Dataset records about object locations:
* * *

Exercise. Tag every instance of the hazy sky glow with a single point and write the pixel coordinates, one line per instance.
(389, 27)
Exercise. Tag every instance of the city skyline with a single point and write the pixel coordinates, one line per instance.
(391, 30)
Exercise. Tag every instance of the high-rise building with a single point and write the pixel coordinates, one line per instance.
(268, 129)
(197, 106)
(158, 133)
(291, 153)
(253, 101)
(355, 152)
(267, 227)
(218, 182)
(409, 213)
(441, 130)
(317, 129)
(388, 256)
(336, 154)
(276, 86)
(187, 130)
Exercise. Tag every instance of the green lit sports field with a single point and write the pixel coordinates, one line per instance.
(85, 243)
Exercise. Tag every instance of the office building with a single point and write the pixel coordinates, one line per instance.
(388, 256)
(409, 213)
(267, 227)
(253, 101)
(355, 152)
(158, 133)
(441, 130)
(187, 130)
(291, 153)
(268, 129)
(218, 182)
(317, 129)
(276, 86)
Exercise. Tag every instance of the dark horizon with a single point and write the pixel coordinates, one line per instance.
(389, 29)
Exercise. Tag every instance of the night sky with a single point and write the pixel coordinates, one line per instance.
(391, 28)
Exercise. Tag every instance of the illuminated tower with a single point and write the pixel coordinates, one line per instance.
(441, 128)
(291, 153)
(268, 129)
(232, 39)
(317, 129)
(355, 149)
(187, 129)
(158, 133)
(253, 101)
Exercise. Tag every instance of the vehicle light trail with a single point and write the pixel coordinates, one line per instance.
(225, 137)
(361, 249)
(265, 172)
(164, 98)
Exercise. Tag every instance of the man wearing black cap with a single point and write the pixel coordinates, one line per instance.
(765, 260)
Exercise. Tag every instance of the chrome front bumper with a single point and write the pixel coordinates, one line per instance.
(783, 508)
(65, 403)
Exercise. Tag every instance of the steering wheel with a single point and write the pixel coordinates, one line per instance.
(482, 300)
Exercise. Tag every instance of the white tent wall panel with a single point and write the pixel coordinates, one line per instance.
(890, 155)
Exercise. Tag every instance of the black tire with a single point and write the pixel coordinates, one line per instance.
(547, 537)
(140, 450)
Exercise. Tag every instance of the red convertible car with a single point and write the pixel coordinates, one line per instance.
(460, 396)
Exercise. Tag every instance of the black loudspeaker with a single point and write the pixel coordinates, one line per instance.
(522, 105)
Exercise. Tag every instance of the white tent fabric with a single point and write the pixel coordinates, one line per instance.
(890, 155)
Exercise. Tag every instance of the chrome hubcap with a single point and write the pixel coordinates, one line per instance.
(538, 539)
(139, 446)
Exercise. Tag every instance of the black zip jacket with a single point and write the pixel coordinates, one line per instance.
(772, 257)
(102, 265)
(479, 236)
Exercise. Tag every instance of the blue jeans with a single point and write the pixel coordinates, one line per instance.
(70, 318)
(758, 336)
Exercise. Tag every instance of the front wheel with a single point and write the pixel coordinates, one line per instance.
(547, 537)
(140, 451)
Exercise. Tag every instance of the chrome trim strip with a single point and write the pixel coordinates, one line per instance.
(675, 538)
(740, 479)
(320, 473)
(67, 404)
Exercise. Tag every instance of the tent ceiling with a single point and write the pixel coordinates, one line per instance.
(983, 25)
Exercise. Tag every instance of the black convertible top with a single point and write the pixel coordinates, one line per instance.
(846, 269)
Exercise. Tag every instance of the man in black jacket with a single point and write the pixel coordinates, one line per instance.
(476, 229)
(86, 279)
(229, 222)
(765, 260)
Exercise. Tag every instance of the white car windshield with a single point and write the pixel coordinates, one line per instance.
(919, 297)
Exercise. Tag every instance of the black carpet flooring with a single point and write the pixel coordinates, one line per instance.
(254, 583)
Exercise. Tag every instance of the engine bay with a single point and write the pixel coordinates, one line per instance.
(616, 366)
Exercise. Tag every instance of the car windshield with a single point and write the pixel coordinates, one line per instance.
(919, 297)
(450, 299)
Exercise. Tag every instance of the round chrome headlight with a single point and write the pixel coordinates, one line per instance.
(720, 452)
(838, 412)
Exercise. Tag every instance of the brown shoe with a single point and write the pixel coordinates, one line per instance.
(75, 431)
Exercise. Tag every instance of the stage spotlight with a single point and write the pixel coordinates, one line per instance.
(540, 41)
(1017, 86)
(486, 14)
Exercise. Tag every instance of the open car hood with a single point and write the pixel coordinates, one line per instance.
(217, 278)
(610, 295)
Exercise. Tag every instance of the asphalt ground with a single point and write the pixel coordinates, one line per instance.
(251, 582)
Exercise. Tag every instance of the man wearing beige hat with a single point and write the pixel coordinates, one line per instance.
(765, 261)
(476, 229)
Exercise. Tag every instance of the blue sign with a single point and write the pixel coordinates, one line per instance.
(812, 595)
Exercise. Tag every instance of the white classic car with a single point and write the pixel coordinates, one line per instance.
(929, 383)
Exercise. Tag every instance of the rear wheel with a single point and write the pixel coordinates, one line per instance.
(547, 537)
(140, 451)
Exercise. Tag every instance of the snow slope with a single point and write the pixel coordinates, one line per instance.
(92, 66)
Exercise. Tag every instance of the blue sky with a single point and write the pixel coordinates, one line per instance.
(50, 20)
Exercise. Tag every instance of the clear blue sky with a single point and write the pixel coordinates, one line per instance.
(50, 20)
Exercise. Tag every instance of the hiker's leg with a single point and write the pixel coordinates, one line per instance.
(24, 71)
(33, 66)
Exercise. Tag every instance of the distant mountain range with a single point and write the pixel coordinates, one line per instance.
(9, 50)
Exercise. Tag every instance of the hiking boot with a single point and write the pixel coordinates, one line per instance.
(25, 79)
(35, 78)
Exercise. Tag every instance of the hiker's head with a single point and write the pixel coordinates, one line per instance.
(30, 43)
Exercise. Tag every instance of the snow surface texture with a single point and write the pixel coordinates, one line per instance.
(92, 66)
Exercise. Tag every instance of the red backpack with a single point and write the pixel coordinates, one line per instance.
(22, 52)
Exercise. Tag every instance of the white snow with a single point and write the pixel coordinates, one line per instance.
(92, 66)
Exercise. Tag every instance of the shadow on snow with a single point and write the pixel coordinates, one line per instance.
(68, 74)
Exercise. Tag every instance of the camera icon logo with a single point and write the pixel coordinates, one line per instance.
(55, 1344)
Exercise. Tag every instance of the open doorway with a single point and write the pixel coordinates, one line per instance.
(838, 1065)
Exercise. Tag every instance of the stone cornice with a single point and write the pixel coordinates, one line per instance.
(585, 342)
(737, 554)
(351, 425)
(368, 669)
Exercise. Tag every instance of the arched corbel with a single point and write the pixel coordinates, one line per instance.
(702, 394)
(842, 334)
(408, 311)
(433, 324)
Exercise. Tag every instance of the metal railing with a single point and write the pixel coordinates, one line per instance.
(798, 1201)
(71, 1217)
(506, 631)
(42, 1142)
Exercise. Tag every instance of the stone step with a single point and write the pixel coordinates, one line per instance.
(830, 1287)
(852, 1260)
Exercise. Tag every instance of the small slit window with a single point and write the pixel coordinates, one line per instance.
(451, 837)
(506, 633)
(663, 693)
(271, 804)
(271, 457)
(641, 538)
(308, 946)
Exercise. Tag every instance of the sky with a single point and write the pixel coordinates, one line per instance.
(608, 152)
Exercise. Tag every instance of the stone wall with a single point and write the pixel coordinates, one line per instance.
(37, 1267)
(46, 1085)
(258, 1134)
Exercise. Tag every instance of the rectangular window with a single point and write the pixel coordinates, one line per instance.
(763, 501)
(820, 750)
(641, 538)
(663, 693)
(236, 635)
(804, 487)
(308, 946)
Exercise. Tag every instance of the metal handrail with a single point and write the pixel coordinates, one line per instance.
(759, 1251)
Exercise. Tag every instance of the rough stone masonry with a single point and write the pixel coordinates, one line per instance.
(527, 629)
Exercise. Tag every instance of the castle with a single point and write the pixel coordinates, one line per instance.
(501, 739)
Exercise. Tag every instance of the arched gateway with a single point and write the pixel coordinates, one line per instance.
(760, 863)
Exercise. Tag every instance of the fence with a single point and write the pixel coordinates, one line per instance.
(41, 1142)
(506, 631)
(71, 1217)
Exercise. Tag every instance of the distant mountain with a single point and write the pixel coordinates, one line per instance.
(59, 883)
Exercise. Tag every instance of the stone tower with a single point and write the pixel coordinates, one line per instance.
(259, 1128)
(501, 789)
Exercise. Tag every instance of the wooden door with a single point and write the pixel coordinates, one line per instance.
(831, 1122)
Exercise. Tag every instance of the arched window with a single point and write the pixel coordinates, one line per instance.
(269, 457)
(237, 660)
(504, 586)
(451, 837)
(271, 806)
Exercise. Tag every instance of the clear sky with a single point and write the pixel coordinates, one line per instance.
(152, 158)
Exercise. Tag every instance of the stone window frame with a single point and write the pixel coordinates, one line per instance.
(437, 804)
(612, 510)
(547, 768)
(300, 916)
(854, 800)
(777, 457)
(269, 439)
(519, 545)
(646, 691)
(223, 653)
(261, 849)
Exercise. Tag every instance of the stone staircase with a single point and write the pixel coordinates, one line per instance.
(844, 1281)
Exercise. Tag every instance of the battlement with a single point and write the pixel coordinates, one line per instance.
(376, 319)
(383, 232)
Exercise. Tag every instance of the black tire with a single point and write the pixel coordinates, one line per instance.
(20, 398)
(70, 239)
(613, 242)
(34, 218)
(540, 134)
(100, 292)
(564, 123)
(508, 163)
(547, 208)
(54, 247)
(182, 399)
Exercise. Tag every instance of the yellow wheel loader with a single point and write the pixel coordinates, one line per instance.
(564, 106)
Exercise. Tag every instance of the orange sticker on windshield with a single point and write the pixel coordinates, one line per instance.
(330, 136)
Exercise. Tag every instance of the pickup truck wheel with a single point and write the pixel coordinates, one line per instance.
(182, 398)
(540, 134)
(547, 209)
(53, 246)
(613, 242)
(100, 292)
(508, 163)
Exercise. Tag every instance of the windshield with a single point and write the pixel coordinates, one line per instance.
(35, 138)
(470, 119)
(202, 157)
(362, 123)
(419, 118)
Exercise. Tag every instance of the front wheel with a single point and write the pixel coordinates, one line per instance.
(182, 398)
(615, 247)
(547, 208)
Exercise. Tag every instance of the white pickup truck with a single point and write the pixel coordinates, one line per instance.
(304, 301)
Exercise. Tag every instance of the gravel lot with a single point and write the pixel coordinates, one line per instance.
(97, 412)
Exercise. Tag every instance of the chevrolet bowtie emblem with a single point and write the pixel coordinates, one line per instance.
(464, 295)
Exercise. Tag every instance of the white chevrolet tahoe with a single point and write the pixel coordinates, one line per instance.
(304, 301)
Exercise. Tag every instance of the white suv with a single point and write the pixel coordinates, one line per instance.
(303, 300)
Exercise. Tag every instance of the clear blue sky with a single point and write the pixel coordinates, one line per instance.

* * *

TASK REQUIREMENTS:
All lines from the line containing "Exercise. Tag every instance of the orange" through the end of the listing above are to be duplicated exactly; include both ends and nothing further.

COMPLETE RESPONSE:
Exercise. Tag every instance of the orange sticker on windshield with a single point and write the pixel coordinates, one line per instance.
(330, 136)
Exercise. Tag every instance of the pickup truck wheel with a single point and write the pixel coordinates, one line per instance.
(182, 398)
(540, 134)
(547, 209)
(53, 246)
(613, 242)
(100, 292)
(508, 163)
Exercise. Tag every instance of the windshield with a single point and write the pixel coordinates, one line per instance.
(35, 138)
(470, 119)
(202, 157)
(362, 123)
(419, 118)
Exercise. Tag every instance of the front wheel with a single point and write the pixel coordinates, one line per instance.
(182, 398)
(615, 247)
(547, 208)
Exercise. Tag every instance of the white pickup truck with a single point and write the pixel coordinates, one line per instance.
(304, 301)
Exercise. Tag every instance of the gravel lot with a single point and write the pixel coordinates, one line per instance.
(97, 412)
Exercise. Tag every instance of the chevrolet bowtie emblem with a single point and write the pixel coordinates, one line per instance.
(464, 295)
Exercise. Tag every instance of the white chevrolet tahoe with a single point and write the pixel coordinates, one line per instance.
(304, 301)
Exercise. Tag every instance of the white suv with a single point and write the pixel coordinates, one line per instance.
(303, 300)
Exercise. Tag every instance of the clear blue sky with a single point and write the pixel coordinates, one line per instance.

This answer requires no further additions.